### Source passage

◆ ◆ ◆ ◆ ◆

American football team in Germany

The 2021 Hamburg Sea Devils season was the first season of the new Hamburg Sea Devils team in the inaugural season of the European League of Football. After winning the first ever match of the new ELF against Frankfurt Galaxy on a last second Phillip Friis Andersen Field Goal, the team went on to post a 7–3 record, winning their North Division and beating the Wroclaw Panthers in the playoffs before going on to lose the inaugural Championship Game to the Frankfurt Galaxy by a score of 32–30.

◆ ◆ ◆ ◆ ◆

### Work task
Set down everything in the passage on the Hamburg Sea Devils' 2021 season from "American football team" down to "score of 32–30.", word for word.

### Data section
◆ ◆ ◆ ◆ ◆

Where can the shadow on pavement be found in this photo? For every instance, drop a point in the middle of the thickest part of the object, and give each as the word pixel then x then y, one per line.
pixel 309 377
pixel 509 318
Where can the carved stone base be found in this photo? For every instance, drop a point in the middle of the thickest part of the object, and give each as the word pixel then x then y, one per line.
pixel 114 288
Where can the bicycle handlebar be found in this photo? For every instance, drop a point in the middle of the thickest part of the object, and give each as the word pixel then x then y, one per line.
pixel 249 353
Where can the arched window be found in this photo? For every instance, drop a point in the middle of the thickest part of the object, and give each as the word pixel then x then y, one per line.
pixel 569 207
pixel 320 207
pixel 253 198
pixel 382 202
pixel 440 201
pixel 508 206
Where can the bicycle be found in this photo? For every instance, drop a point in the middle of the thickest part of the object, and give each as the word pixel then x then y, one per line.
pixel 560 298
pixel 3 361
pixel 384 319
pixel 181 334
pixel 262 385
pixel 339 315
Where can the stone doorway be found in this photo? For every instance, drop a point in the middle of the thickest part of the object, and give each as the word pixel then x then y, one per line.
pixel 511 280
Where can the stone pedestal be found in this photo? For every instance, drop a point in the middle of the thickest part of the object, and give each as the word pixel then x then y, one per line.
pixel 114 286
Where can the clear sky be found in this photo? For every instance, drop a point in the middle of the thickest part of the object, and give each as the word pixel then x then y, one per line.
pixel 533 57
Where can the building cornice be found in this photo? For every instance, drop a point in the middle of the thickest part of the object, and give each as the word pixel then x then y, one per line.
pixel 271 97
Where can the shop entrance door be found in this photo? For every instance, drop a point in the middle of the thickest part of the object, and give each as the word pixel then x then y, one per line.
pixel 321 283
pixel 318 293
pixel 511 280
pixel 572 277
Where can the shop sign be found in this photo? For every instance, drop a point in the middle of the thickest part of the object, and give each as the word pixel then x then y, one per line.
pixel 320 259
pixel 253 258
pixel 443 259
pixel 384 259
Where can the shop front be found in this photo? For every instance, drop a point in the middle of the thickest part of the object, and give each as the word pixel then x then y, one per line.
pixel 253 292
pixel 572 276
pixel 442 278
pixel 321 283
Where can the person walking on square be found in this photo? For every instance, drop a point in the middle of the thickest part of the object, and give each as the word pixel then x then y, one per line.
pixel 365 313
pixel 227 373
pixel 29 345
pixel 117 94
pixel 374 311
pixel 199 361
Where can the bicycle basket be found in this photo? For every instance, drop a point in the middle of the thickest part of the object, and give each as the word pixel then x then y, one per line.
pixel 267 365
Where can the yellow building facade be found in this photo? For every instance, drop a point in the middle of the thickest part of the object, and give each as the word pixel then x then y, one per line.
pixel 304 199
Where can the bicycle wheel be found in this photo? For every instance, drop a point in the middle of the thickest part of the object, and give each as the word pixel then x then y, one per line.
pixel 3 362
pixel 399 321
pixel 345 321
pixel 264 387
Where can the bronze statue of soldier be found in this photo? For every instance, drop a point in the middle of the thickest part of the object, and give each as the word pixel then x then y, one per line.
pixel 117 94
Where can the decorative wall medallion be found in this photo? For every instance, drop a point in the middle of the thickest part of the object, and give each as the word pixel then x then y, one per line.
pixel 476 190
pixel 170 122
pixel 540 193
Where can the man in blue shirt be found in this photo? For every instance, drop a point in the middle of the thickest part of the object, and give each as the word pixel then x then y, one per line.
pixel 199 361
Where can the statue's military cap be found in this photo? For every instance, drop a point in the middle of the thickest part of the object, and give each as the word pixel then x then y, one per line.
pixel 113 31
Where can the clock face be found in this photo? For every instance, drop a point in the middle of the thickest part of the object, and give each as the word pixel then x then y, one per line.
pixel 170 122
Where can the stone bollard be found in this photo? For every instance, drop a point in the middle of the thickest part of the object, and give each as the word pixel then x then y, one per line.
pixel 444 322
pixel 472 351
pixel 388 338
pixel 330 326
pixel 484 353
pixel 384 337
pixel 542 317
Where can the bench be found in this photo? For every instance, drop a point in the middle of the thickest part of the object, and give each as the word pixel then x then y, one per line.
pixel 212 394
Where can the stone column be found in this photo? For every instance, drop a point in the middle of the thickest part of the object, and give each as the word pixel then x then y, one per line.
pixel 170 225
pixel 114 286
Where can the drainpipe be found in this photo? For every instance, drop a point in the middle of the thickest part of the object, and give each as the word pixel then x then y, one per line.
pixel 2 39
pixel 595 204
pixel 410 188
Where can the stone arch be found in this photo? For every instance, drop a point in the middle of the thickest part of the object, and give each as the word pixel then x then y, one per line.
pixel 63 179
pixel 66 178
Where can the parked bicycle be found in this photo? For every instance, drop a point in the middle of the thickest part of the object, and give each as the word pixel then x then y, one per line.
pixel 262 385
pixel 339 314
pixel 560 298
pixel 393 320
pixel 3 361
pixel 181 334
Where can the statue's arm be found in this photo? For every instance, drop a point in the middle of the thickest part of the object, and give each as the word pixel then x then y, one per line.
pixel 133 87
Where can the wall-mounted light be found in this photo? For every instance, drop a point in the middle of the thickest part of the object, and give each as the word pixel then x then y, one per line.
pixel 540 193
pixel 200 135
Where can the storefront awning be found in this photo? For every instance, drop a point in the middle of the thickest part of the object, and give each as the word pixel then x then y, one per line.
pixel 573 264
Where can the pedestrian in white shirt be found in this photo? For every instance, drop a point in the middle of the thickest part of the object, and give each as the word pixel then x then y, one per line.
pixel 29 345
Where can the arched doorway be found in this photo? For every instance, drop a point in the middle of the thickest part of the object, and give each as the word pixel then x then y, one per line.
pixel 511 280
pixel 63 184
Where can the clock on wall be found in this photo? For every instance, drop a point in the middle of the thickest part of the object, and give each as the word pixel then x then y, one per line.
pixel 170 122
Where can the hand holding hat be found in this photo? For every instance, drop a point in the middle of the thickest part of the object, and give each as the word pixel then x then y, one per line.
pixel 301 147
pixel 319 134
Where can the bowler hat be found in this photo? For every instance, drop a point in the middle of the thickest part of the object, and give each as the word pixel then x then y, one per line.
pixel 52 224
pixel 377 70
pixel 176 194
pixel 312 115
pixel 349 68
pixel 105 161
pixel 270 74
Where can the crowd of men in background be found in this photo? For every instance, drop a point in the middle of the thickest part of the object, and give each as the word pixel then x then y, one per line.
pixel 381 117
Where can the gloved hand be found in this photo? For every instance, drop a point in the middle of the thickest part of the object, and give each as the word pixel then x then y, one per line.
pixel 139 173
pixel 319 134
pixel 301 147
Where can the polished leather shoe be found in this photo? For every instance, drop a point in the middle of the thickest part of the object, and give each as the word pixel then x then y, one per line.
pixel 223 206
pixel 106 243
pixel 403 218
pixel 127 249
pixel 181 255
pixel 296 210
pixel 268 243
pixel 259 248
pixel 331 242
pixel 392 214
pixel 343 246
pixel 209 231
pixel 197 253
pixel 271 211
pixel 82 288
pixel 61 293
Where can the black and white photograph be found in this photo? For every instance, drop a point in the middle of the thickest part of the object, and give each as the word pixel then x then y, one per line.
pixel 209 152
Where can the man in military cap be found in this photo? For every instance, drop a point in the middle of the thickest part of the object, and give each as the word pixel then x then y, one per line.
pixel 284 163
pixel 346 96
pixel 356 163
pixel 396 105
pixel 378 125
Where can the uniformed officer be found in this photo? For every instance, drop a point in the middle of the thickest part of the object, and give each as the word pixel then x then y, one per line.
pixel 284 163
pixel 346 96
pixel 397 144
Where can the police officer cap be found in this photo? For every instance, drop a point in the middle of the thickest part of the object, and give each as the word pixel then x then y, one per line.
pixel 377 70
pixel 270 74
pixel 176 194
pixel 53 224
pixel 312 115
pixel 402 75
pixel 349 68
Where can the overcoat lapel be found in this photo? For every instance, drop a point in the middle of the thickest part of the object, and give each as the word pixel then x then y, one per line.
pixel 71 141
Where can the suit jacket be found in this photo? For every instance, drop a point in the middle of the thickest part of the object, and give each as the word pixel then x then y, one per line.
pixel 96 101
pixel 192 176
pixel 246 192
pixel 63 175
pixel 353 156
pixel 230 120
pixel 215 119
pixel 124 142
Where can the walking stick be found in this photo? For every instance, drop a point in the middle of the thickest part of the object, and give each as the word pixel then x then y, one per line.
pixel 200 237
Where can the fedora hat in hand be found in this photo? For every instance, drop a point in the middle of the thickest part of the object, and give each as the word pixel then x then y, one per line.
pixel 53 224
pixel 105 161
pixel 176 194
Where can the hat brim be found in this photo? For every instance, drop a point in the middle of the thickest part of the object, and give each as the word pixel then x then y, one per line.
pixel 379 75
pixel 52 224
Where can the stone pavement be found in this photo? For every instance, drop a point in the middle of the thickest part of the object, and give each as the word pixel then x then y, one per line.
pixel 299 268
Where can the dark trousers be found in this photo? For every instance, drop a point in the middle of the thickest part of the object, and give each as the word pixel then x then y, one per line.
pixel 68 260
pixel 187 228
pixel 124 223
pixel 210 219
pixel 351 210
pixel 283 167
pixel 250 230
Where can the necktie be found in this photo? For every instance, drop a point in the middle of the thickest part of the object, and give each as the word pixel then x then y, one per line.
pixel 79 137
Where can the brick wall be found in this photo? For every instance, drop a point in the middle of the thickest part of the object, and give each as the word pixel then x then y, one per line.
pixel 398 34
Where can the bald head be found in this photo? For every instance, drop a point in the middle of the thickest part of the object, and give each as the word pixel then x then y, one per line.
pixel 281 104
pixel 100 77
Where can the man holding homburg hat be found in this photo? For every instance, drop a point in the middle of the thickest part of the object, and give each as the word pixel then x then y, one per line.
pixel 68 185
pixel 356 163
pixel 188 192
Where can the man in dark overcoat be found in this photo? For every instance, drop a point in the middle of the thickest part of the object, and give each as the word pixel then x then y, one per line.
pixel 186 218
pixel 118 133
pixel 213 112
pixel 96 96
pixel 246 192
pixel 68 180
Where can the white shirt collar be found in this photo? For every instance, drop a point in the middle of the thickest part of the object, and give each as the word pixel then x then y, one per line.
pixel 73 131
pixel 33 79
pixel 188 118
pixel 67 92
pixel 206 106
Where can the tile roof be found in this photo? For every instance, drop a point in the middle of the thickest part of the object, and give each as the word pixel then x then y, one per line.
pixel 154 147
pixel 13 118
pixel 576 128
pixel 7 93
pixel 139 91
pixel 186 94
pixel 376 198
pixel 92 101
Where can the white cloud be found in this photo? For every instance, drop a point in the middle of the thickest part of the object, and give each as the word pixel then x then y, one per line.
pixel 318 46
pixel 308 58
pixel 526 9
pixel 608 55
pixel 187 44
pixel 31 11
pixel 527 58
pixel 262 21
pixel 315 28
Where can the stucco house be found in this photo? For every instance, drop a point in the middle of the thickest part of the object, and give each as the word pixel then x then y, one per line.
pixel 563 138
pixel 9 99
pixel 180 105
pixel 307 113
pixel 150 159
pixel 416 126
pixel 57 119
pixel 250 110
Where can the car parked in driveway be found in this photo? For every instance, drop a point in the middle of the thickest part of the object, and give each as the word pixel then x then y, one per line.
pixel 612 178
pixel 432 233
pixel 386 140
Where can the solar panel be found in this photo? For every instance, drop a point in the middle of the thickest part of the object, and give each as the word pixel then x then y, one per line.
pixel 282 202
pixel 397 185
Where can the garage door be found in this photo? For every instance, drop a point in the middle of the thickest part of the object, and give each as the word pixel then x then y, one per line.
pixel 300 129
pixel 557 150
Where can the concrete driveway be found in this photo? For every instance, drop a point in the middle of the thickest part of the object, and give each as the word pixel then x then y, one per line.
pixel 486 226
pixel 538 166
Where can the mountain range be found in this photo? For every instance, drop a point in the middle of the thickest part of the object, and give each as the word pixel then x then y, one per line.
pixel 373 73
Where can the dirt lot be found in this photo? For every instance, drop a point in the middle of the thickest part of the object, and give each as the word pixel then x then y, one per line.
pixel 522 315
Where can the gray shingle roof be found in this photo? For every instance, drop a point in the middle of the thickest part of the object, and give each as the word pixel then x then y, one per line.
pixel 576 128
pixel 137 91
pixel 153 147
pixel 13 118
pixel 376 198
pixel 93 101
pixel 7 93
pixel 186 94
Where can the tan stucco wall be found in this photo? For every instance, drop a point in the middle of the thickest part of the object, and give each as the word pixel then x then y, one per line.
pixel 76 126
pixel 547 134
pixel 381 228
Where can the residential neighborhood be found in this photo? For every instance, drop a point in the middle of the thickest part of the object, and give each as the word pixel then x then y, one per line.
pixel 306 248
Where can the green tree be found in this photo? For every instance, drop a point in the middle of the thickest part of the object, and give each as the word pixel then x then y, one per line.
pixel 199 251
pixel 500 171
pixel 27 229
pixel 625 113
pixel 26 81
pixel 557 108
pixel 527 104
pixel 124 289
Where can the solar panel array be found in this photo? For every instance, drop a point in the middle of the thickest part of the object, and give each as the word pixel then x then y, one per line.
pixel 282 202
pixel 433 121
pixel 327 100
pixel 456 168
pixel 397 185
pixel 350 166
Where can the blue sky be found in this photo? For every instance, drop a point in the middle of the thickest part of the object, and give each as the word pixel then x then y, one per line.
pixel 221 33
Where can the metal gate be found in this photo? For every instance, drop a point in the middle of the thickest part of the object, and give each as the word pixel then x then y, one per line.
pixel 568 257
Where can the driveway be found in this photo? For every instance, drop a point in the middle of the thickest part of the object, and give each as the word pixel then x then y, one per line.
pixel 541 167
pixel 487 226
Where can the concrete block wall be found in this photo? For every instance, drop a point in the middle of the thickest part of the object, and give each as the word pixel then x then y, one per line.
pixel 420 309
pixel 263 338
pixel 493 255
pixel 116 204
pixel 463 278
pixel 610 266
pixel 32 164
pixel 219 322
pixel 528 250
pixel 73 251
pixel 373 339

◆ ◆ ◆ ◆ ◆

### Result for this task
American football team in Germany

The 2021 Hamburg Sea Devils season was the first season of the new Hamburg Sea Devils team in the inaugural season of the European League of Football. After winning the first ever match of the new ELF against Frankfurt Galaxy on a last second Phillip Friis Andersen Field Goal, the team went on to post a 7–3 record, winning their North Division and beating the Wroclaw Panthers in the playoffs before going on to lose the inaugural Championship Game to the Frankfurt Galaxy by a score of 32–30.